━━━━━ Records shown ━━━━━
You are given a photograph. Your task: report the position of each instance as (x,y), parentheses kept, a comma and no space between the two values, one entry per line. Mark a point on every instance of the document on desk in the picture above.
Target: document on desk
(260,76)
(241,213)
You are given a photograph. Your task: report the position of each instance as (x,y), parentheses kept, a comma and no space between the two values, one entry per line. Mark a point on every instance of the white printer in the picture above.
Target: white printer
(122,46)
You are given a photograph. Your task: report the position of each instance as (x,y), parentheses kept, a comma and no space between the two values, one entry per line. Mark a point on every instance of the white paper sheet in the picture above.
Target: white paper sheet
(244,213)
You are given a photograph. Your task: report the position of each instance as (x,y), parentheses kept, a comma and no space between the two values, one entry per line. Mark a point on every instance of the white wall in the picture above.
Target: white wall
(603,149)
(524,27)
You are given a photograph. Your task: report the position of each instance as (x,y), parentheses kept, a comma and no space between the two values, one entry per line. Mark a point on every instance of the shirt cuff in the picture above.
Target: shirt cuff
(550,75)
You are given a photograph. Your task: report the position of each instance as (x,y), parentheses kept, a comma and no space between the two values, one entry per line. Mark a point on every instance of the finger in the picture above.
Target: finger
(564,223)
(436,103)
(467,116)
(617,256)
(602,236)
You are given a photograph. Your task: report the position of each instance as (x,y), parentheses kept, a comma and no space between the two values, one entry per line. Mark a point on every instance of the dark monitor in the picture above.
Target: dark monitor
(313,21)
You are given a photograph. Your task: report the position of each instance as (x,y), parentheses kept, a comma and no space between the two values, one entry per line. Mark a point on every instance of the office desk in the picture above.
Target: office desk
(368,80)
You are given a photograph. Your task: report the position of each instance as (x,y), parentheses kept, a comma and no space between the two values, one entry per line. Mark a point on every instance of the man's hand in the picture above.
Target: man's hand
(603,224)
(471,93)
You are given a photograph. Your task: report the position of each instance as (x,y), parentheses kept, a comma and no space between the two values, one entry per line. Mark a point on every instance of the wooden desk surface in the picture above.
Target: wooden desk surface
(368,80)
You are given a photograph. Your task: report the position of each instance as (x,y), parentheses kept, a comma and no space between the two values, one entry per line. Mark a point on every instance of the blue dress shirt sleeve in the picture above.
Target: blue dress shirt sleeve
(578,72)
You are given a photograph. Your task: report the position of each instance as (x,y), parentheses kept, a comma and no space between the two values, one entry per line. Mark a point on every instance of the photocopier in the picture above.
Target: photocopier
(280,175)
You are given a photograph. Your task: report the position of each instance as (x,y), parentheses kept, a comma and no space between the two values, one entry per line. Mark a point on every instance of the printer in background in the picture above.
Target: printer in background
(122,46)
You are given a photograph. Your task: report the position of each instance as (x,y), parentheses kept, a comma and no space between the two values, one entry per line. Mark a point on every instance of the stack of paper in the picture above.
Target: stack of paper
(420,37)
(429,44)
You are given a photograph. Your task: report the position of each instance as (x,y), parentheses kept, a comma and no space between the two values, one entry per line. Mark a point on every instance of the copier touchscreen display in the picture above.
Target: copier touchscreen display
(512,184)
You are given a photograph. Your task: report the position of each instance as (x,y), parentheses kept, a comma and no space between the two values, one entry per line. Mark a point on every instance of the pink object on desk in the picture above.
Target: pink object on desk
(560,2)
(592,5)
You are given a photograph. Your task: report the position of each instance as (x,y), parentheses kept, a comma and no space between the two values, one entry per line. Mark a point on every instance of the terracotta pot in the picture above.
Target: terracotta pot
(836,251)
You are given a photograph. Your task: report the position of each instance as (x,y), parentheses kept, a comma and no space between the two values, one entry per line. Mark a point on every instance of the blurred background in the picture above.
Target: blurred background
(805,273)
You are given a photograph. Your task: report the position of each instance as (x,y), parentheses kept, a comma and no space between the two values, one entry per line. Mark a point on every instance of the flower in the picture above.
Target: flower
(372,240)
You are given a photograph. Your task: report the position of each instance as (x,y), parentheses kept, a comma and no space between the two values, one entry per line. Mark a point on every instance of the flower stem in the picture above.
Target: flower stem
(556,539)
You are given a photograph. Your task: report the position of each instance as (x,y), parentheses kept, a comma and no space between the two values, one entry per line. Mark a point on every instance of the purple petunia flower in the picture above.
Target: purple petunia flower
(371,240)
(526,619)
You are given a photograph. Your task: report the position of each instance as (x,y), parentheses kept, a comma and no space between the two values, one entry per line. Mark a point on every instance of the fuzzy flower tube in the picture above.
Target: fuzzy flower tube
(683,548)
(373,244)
━━━━━
**Given instruction**
Scale the stretch of material from the line containing "tube in the picture above." through the end of the material, both ends included, by writing out every line again, requests included. Multiply each coordinate in the answers by 1.6 and round to whole numbers with halves rounded up, leaving the requests and their format samples unchanged.

**Response for this exercise**
You are given a photograph. Your task: report the position of each instance as (x,y), parentheses kept, a comma and no space between the two values, one entry per line. Mark a point on every instance of the fuzzy flower tube in the picture above.
Target: fuzzy flower tube
(1093,877)
(597,390)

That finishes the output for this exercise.